Input data: Begin

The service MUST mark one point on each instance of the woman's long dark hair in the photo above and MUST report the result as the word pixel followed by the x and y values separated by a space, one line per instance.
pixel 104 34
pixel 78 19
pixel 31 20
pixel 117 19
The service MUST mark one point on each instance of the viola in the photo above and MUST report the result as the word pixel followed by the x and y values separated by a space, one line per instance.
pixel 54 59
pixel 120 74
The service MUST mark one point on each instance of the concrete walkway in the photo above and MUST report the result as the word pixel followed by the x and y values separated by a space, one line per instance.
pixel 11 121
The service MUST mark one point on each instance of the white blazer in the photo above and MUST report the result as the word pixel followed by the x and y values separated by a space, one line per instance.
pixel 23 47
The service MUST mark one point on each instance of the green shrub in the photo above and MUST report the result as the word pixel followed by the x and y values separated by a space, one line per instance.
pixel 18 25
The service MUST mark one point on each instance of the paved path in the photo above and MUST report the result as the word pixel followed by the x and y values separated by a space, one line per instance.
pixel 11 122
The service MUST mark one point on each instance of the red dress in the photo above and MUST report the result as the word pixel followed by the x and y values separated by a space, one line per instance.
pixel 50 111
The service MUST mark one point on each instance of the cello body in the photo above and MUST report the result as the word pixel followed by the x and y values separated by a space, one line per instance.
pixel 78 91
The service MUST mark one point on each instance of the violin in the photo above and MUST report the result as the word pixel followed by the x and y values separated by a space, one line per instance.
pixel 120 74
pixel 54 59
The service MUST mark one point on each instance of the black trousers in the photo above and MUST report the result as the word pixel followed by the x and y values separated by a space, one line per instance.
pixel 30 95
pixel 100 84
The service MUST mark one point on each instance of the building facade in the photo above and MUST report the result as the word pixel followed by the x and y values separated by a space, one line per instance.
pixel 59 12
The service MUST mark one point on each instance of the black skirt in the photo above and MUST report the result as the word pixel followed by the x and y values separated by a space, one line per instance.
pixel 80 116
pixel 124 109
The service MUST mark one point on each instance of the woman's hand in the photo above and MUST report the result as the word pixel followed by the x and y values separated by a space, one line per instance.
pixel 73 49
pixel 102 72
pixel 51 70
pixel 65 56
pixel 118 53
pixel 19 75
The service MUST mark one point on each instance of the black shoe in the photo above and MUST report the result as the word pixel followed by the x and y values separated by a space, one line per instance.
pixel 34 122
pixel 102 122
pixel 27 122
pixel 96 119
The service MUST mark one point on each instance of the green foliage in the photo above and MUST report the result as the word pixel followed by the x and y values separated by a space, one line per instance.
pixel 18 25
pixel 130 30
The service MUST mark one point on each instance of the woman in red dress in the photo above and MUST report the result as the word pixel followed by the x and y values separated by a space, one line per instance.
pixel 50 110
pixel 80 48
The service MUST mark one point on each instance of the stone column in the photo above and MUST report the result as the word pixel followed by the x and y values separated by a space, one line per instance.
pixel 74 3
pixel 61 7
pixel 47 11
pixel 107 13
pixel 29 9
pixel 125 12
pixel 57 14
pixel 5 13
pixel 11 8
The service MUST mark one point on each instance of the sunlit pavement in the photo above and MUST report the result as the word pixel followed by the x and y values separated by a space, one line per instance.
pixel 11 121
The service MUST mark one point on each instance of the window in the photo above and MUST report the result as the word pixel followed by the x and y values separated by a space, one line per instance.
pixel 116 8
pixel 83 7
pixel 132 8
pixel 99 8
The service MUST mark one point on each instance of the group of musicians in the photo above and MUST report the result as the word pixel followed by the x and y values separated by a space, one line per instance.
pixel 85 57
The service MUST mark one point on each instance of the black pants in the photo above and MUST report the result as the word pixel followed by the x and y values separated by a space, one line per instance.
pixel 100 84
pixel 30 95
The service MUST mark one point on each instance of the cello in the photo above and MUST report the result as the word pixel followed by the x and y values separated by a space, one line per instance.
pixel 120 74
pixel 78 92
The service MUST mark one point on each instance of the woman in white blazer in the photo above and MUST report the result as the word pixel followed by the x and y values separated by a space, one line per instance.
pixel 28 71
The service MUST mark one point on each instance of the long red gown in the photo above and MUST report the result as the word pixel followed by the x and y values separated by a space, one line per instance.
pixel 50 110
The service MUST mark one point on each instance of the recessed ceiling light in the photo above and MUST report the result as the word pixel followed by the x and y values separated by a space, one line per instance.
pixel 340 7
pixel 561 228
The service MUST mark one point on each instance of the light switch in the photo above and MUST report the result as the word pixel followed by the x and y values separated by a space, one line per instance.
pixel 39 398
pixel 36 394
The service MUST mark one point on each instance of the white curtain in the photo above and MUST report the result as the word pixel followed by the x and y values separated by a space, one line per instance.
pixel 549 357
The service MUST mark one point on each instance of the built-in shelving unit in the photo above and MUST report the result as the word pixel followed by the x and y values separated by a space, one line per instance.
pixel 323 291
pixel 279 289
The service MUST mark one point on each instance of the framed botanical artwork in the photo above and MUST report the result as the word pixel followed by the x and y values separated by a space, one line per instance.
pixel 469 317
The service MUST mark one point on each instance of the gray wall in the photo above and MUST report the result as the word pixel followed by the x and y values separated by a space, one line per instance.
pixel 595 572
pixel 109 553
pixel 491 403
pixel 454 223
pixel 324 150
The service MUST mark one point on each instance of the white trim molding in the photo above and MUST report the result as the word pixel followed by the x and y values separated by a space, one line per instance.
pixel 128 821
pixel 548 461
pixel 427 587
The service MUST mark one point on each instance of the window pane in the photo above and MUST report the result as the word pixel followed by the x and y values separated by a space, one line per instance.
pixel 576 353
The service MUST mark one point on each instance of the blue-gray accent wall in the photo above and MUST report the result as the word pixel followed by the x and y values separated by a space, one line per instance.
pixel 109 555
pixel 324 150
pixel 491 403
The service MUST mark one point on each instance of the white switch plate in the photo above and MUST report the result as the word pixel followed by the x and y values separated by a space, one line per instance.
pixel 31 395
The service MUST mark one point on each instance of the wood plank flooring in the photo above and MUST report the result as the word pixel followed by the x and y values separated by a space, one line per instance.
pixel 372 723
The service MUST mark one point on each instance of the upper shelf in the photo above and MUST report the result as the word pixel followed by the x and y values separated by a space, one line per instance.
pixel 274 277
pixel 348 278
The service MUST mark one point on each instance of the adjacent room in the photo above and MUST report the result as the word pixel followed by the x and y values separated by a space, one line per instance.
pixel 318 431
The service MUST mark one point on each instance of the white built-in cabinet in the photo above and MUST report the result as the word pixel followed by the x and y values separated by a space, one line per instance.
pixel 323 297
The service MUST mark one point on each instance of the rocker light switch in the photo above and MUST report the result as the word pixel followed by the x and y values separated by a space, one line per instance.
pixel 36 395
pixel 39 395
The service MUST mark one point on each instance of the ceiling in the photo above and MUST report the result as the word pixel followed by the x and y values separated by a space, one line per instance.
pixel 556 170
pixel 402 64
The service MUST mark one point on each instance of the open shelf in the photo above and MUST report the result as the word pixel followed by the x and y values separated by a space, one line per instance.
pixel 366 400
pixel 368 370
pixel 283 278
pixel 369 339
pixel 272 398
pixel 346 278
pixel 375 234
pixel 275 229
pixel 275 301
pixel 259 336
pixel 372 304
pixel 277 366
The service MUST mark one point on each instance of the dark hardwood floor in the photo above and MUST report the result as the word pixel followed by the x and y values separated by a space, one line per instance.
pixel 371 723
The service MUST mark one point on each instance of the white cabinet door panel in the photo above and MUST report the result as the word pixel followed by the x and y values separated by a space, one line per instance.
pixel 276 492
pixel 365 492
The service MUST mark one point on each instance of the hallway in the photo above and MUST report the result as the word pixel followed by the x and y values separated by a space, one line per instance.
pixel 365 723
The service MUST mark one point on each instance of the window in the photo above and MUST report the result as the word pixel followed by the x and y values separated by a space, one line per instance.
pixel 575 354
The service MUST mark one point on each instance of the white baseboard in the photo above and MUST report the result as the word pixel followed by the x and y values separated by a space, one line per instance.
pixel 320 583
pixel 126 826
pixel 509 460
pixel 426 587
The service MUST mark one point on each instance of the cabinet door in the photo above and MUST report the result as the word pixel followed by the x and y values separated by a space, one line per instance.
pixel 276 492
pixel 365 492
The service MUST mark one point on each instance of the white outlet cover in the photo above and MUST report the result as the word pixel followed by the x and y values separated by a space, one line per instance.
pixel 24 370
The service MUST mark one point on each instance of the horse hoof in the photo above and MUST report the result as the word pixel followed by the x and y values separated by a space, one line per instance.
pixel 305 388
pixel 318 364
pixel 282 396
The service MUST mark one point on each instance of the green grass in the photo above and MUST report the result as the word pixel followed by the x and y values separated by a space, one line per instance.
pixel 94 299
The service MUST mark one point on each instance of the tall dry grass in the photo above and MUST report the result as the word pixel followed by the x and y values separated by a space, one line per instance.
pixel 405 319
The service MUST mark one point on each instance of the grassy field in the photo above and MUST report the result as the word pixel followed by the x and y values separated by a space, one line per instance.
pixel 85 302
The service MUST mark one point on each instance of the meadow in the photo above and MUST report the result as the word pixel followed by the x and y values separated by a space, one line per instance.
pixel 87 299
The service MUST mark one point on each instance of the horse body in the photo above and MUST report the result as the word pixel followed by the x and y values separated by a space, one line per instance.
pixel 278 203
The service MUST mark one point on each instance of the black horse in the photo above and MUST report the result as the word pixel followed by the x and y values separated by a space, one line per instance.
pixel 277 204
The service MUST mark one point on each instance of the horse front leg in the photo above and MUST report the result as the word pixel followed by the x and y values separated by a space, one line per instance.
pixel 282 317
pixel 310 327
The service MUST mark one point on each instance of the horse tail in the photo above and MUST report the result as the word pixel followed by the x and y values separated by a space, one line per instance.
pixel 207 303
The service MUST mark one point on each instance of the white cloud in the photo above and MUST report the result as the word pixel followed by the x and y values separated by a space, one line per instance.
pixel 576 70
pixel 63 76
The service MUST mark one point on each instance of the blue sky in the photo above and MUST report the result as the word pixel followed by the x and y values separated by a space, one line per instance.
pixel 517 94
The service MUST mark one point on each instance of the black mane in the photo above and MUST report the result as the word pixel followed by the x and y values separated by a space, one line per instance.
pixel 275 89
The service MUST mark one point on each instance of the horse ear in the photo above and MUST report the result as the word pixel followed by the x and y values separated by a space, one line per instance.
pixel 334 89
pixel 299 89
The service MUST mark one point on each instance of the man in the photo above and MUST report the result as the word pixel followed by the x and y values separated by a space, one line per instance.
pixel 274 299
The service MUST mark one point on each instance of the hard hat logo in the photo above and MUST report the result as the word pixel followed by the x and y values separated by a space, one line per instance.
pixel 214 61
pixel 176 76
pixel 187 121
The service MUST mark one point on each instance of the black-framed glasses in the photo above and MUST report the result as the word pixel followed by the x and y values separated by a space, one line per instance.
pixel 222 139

Input data: End

[Work order]: Would you return exactly, and only, the lines beginning at the one with "instance of the man" and ending at the last line of the listing?

[Exercise answer]:
The service MUST mark one point on each instance of the man in the photo above and MUST report the result as the word pixel followed by the x and y values separated by a space, one line per instance.
pixel 274 299
The service MUST mark one point on each instance of the hard hat logo in the photo above and MUST report the result as the word pixel followed by the x and y values separated by a space, one line per instance.
pixel 214 61
pixel 176 76
pixel 187 121
The service MUST mark one point on each instance of the black-framed glasses in the photo above and MUST report the result as the word pixel followed by the x and y values separated by a space, one line per instance.
pixel 222 139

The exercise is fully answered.